To-do list:
1) Answer these from the LSF parameter reference, one line each:
(a) What is the maximum length of a path given for JOB_ATTA_DIR?
(b) What is the default value of JOB_SCHEDULING_INTERVAL?
(c) What is the default value of JOB_EXIT_RATE_DURATION?
2) In the LSF parameter reference, JOB_SPOOL_DIR is specified but the directory is not accessible. Why does a job submitted with bsub -is fail?
3) Quote the LSF parameter reference, starting with "As LSF runs" and going on through "of these files.".

Excerpt provided:
After adding JOB_ATTA_DIR to lsb.params, use badmin reconfig to reconfigure your cluster.

Valid values

JOB_ATTA_DIR can be any valid UNIX or Windows path up to a maximum length of 256 characters.

Default

Undefined

If JOB_ATTA_DIR is not specified, job message attachments are saved in LSB_SHAREDIR/info/.

JOB_DEP_LAST_SUB

Description

Used only with job dependency scheduling.

If set to 1, whenever dependency conditions use a job name that belongs to multiple jobs, LSF evaluates only the most recently submitted job.

Otherwise, all the jobs with the specified name must satisfy the dependency condition.

Default

Undefined

JOB_EXIT_RATE_DURATION

Description

Defines how long LSF waits before checking the job exit rate for a host. Used in conjunction with EXIT_RATE in lsb.hosts for LSF host exception handling.

If the job exit rate is exceeded for the period specified by JOB_EXIT_RATE_DURATION, LSF invokes LSF_SERVERDIR/eadmin to trigger a host exception.

Example

JOB_EXIT_RATE_DURATION=5

Default

10 minutes

JOB_PRIORITY_OVER_TIME

Syntax

JOB_PRIORITY_OVER_TIME = increment/interval

Description

JOB_PRIORITY_OVER_TIME enables automatic job priority escalation when MAX_USER_PRIORITY is also defined.

Valid Values

increment

Specifies the value used to increase job priority every interval minutes. Valid values are positive integers.

interval

Specifies the frequency, in minutes, to increment job priority. Valid values are positive integers.

Default

Undefined

Example

JOB_PRIORITY_OVER_TIME=3/20

Specifies that every 20 minute interval increment to job priority of pending jobs by 3.

See also

MAX_USER_PRIORITY.

JOB_SCHEDULING_INTERVAL

Syntax

JOB_SCHEDULING_INTERVAL = seconds

Description

Time interval at which mbatchd sends jobs for scheduling to the scheduling daemon mbschd along with any collected load information.

Default

5 seconds

JOB_SPOOL_DIR

Syntax

JOB_SPOOL_DIR = dir

Description

Specifies the directory for buffering batch standard output and standard error for a job.

When JOB_SPOOL_DIR is defined, the standard output and standard error for the job is buffered in the specified directory.

Files are copied from the submission host to a temporary file in the directory specified by the JOB_SPOOL_DIR on the execution host. LSF removes these files when the job completes.

If JOB_SPOOL_DIR is not accessible or does not exist, files are spooled to the default job output directory $HOME/.lsbatch.

For bsub -is and bsub -Zs, JOB_SPOOL_DIR must be readable and writable by the job submission user, and it must be shared by the master host and the submission host. If the specified directory is not accessible or does not exist, and JOB_SPOOL_DIR is specified, bsub -is cannot write to the default directory LSB_SHAREDIR/cluster_name/lsf_indir, and bsub -Zs cannot write to the default directory LSB_SHAREDIR/cluster_name/lsf_cmddir, and the job will fail.

As LSF runs jobs, it creates temporary directories and files under JOB_SPOOL_DIR. By default, LSF removes these directories and files after the job is finished. See bsub(1) for information about job submission options that specify the disposition of these files.

Dataset content:
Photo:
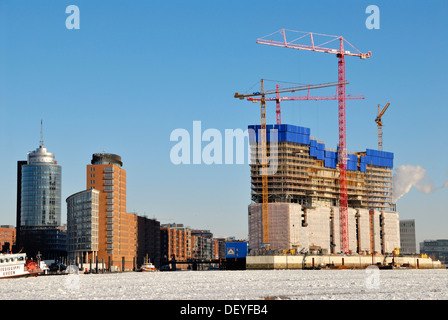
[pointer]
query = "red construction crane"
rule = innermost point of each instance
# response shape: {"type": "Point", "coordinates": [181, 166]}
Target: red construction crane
{"type": "Point", "coordinates": [278, 99]}
{"type": "Point", "coordinates": [340, 53]}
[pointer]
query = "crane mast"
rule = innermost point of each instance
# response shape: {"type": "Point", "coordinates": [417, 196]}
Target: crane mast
{"type": "Point", "coordinates": [379, 124]}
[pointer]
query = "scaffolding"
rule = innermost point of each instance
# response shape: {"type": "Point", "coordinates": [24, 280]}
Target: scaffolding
{"type": "Point", "coordinates": [303, 179]}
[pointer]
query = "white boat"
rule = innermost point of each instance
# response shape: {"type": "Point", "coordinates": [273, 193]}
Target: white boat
{"type": "Point", "coordinates": [15, 265]}
{"type": "Point", "coordinates": [147, 266]}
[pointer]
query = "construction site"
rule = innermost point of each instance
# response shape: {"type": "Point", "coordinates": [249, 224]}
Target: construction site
{"type": "Point", "coordinates": [308, 198]}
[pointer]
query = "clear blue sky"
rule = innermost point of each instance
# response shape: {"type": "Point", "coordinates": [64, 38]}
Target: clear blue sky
{"type": "Point", "coordinates": [137, 70]}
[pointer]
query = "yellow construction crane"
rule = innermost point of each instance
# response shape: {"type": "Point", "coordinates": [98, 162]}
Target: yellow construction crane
{"type": "Point", "coordinates": [379, 124]}
{"type": "Point", "coordinates": [264, 164]}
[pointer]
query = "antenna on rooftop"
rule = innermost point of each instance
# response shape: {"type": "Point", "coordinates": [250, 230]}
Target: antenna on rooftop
{"type": "Point", "coordinates": [41, 134]}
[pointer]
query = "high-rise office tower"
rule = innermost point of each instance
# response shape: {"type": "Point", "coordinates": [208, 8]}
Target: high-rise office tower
{"type": "Point", "coordinates": [39, 210]}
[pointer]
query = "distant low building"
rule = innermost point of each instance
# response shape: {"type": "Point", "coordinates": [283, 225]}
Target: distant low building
{"type": "Point", "coordinates": [7, 238]}
{"type": "Point", "coordinates": [436, 249]}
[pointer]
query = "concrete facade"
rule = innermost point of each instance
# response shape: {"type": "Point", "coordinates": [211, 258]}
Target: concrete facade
{"type": "Point", "coordinates": [293, 226]}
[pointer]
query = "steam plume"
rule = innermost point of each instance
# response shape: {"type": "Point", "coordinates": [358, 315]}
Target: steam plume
{"type": "Point", "coordinates": [408, 176]}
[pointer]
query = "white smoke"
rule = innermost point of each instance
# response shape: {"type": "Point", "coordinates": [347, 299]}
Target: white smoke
{"type": "Point", "coordinates": [408, 176]}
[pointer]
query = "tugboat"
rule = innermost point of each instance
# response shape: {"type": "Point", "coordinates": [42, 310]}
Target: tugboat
{"type": "Point", "coordinates": [147, 266]}
{"type": "Point", "coordinates": [14, 265]}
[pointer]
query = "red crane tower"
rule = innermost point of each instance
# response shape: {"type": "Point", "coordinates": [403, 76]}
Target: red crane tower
{"type": "Point", "coordinates": [278, 99]}
{"type": "Point", "coordinates": [340, 53]}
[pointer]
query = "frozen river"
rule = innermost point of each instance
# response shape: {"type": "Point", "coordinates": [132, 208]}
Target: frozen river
{"type": "Point", "coordinates": [234, 285]}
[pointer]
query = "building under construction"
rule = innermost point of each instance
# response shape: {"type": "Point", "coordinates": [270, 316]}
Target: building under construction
{"type": "Point", "coordinates": [304, 194]}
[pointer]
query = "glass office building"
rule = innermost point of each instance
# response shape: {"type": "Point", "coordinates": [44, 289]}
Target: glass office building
{"type": "Point", "coordinates": [41, 190]}
{"type": "Point", "coordinates": [39, 210]}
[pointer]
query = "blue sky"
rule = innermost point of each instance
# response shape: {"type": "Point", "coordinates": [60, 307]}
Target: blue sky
{"type": "Point", "coordinates": [137, 70]}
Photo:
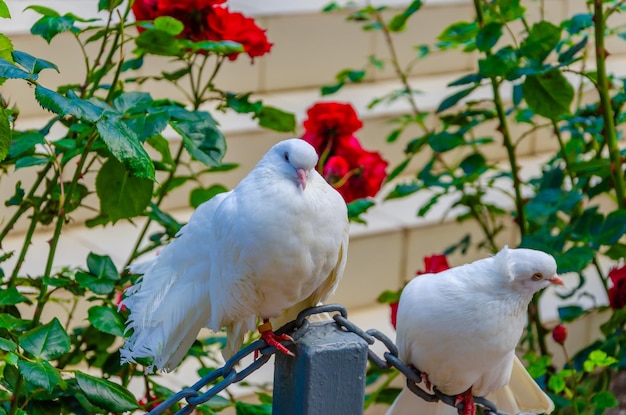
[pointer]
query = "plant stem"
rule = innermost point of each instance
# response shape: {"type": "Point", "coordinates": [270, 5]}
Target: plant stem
{"type": "Point", "coordinates": [54, 241]}
{"type": "Point", "coordinates": [610, 134]}
{"type": "Point", "coordinates": [506, 135]}
{"type": "Point", "coordinates": [399, 72]}
{"type": "Point", "coordinates": [25, 205]}
{"type": "Point", "coordinates": [163, 191]}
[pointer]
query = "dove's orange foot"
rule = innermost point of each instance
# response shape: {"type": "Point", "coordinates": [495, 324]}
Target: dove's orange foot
{"type": "Point", "coordinates": [272, 339]}
{"type": "Point", "coordinates": [467, 399]}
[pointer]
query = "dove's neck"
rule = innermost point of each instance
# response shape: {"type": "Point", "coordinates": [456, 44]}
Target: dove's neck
{"type": "Point", "coordinates": [496, 283]}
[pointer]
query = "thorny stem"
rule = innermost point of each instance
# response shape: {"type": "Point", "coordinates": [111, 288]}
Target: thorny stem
{"type": "Point", "coordinates": [54, 241]}
{"type": "Point", "coordinates": [399, 72]}
{"type": "Point", "coordinates": [506, 135]}
{"type": "Point", "coordinates": [533, 309]}
{"type": "Point", "coordinates": [610, 134]}
{"type": "Point", "coordinates": [605, 283]}
{"type": "Point", "coordinates": [25, 205]}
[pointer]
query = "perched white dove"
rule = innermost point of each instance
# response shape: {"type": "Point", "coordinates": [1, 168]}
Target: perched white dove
{"type": "Point", "coordinates": [274, 245]}
{"type": "Point", "coordinates": [460, 328]}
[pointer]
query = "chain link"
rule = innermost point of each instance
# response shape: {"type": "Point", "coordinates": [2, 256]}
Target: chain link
{"type": "Point", "coordinates": [296, 329]}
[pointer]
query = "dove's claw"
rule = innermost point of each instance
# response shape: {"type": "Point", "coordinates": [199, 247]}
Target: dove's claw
{"type": "Point", "coordinates": [273, 339]}
{"type": "Point", "coordinates": [467, 399]}
{"type": "Point", "coordinates": [427, 383]}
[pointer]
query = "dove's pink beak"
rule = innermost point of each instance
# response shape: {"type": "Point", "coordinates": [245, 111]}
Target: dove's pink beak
{"type": "Point", "coordinates": [302, 176]}
{"type": "Point", "coordinates": [556, 280]}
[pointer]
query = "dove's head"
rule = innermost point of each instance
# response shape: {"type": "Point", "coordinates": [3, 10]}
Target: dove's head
{"type": "Point", "coordinates": [529, 269]}
{"type": "Point", "coordinates": [294, 158]}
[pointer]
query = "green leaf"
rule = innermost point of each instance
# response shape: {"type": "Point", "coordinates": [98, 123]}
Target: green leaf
{"type": "Point", "coordinates": [357, 207]}
{"type": "Point", "coordinates": [102, 266]}
{"type": "Point", "coordinates": [46, 11]}
{"type": "Point", "coordinates": [106, 320]}
{"type": "Point", "coordinates": [242, 408]}
{"type": "Point", "coordinates": [556, 383]}
{"type": "Point", "coordinates": [499, 64]}
{"type": "Point", "coordinates": [41, 373]}
{"type": "Point", "coordinates": [162, 146]}
{"type": "Point", "coordinates": [575, 259]}
{"type": "Point", "coordinates": [403, 190]}
{"type": "Point", "coordinates": [389, 297]}
{"type": "Point", "coordinates": [122, 195]}
{"type": "Point", "coordinates": [11, 296]}
{"type": "Point", "coordinates": [108, 5]}
{"type": "Point", "coordinates": [454, 98]}
{"type": "Point", "coordinates": [445, 141]}
{"type": "Point", "coordinates": [106, 394]}
{"type": "Point", "coordinates": [32, 64]}
{"type": "Point", "coordinates": [4, 10]}
{"type": "Point", "coordinates": [7, 345]}
{"type": "Point", "coordinates": [158, 42]}
{"type": "Point", "coordinates": [7, 321]}
{"type": "Point", "coordinates": [9, 70]}
{"type": "Point", "coordinates": [49, 341]}
{"type": "Point", "coordinates": [6, 47]}
{"type": "Point", "coordinates": [5, 134]}
{"type": "Point", "coordinates": [276, 119]}
{"type": "Point", "coordinates": [125, 145]}
{"type": "Point", "coordinates": [59, 104]}
{"type": "Point", "coordinates": [488, 36]}
{"type": "Point", "coordinates": [134, 101]}
{"type": "Point", "coordinates": [613, 228]}
{"type": "Point", "coordinates": [200, 195]}
{"type": "Point", "coordinates": [201, 137]}
{"type": "Point", "coordinates": [97, 285]}
{"type": "Point", "coordinates": [570, 313]}
{"type": "Point", "coordinates": [49, 26]}
{"type": "Point", "coordinates": [398, 22]}
{"type": "Point", "coordinates": [549, 95]}
{"type": "Point", "coordinates": [169, 25]}
{"type": "Point", "coordinates": [542, 39]}
{"type": "Point", "coordinates": [604, 400]}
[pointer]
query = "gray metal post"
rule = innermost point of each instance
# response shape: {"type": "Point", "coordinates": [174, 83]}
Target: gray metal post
{"type": "Point", "coordinates": [326, 377]}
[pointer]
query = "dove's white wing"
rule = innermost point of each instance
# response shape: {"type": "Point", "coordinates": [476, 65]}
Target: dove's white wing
{"type": "Point", "coordinates": [461, 327]}
{"type": "Point", "coordinates": [277, 242]}
{"type": "Point", "coordinates": [171, 301]}
{"type": "Point", "coordinates": [520, 394]}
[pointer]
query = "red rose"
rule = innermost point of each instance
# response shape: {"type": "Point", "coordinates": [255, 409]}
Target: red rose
{"type": "Point", "coordinates": [617, 293]}
{"type": "Point", "coordinates": [145, 9]}
{"type": "Point", "coordinates": [206, 20]}
{"type": "Point", "coordinates": [559, 334]}
{"type": "Point", "coordinates": [355, 172]}
{"type": "Point", "coordinates": [394, 313]}
{"type": "Point", "coordinates": [434, 264]}
{"type": "Point", "coordinates": [331, 119]}
{"type": "Point", "coordinates": [226, 25]}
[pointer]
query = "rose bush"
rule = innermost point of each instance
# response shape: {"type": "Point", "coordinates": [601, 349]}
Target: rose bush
{"type": "Point", "coordinates": [356, 173]}
{"type": "Point", "coordinates": [208, 20]}
{"type": "Point", "coordinates": [109, 157]}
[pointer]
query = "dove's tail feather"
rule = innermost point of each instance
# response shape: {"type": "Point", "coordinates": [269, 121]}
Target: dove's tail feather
{"type": "Point", "coordinates": [521, 394]}
{"type": "Point", "coordinates": [168, 307]}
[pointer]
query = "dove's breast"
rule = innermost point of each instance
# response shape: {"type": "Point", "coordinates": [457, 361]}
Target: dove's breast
{"type": "Point", "coordinates": [292, 243]}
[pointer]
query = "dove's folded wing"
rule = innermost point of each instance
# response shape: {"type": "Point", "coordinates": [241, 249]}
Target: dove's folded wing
{"type": "Point", "coordinates": [171, 302]}
{"type": "Point", "coordinates": [521, 394]}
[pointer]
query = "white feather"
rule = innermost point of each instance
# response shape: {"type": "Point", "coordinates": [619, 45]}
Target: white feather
{"type": "Point", "coordinates": [461, 327]}
{"type": "Point", "coordinates": [265, 247]}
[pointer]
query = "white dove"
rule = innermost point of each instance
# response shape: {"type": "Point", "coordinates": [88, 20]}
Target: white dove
{"type": "Point", "coordinates": [274, 245]}
{"type": "Point", "coordinates": [460, 328]}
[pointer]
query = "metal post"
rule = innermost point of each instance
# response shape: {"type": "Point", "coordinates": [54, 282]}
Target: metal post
{"type": "Point", "coordinates": [327, 375]}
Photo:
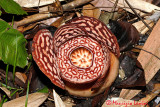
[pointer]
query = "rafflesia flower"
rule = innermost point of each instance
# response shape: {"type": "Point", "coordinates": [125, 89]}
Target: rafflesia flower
{"type": "Point", "coordinates": [81, 57]}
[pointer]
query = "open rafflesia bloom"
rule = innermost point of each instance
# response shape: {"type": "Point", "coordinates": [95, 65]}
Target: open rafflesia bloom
{"type": "Point", "coordinates": [81, 57]}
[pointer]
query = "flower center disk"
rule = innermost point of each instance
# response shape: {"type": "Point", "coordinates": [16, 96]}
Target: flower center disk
{"type": "Point", "coordinates": [81, 60]}
{"type": "Point", "coordinates": [81, 57]}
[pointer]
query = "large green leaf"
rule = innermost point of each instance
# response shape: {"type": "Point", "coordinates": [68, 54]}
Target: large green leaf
{"type": "Point", "coordinates": [12, 7]}
{"type": "Point", "coordinates": [12, 46]}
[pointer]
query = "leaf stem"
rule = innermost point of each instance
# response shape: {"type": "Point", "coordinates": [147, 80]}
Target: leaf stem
{"type": "Point", "coordinates": [26, 102]}
{"type": "Point", "coordinates": [7, 67]}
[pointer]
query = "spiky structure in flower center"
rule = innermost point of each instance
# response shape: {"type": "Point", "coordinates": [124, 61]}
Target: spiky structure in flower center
{"type": "Point", "coordinates": [81, 57]}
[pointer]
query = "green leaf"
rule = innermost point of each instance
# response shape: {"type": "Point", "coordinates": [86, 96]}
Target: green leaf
{"type": "Point", "coordinates": [12, 46]}
{"type": "Point", "coordinates": [12, 7]}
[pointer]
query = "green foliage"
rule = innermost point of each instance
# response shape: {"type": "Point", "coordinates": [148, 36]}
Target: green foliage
{"type": "Point", "coordinates": [12, 46]}
{"type": "Point", "coordinates": [12, 7]}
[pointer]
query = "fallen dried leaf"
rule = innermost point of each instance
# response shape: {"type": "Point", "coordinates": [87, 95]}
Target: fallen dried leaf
{"type": "Point", "coordinates": [34, 100]}
{"type": "Point", "coordinates": [127, 35]}
{"type": "Point", "coordinates": [58, 100]}
{"type": "Point", "coordinates": [35, 3]}
{"type": "Point", "coordinates": [91, 11]}
{"type": "Point", "coordinates": [149, 62]}
{"type": "Point", "coordinates": [6, 91]}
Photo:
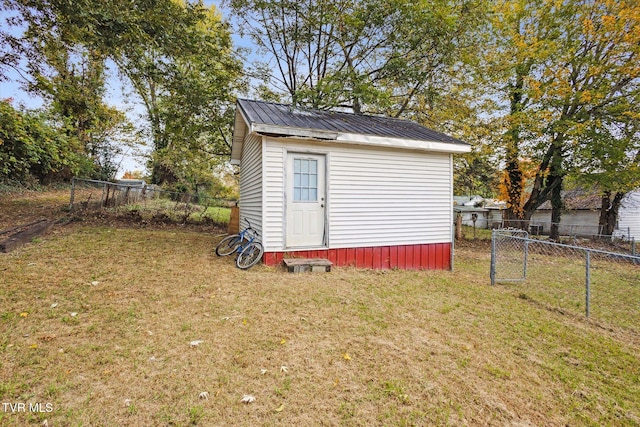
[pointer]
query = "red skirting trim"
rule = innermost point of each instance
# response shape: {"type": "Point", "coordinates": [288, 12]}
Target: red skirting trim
{"type": "Point", "coordinates": [432, 256]}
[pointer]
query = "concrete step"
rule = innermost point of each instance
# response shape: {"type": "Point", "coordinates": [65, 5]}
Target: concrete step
{"type": "Point", "coordinates": [300, 265]}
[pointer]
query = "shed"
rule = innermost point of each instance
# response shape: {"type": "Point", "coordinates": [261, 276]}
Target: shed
{"type": "Point", "coordinates": [368, 191]}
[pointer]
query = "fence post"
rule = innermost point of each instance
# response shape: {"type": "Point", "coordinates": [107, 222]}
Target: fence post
{"type": "Point", "coordinates": [588, 282]}
{"type": "Point", "coordinates": [526, 256]}
{"type": "Point", "coordinates": [73, 191]}
{"type": "Point", "coordinates": [492, 272]}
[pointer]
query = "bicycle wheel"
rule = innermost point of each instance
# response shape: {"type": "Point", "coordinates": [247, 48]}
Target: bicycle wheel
{"type": "Point", "coordinates": [228, 245]}
{"type": "Point", "coordinates": [250, 255]}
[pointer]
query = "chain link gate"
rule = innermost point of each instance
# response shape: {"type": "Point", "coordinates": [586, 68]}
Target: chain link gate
{"type": "Point", "coordinates": [509, 253]}
{"type": "Point", "coordinates": [559, 273]}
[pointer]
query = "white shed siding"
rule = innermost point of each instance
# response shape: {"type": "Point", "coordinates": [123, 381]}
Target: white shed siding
{"type": "Point", "coordinates": [251, 182]}
{"type": "Point", "coordinates": [274, 215]}
{"type": "Point", "coordinates": [629, 215]}
{"type": "Point", "coordinates": [375, 196]}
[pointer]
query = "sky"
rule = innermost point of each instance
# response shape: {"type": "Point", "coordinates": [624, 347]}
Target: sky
{"type": "Point", "coordinates": [116, 97]}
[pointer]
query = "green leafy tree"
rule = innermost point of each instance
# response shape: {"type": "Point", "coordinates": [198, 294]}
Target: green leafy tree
{"type": "Point", "coordinates": [33, 151]}
{"type": "Point", "coordinates": [564, 65]}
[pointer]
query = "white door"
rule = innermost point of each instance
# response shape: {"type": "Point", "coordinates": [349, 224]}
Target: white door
{"type": "Point", "coordinates": [305, 200]}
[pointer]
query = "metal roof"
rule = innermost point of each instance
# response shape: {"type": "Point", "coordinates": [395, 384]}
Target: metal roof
{"type": "Point", "coordinates": [286, 116]}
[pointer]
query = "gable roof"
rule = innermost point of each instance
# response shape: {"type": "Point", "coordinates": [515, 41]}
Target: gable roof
{"type": "Point", "coordinates": [282, 120]}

Exercise results:
1)
(a) 256 characters
(b) 5 seconds
(c) 10 minutes

2) In that case, bsub -is cannot write to the default directory LSB_SHAREDIR/cluster_name/lsf_indir. As a result, the job fails.

3)
As LSF runs jobs, it creates temporary directories and files under JOB_SPOOL_DIR. By default, LSF removes these directories and files after the job is finished. See bsub(1) for information about job submission options that specify the disposition of these files.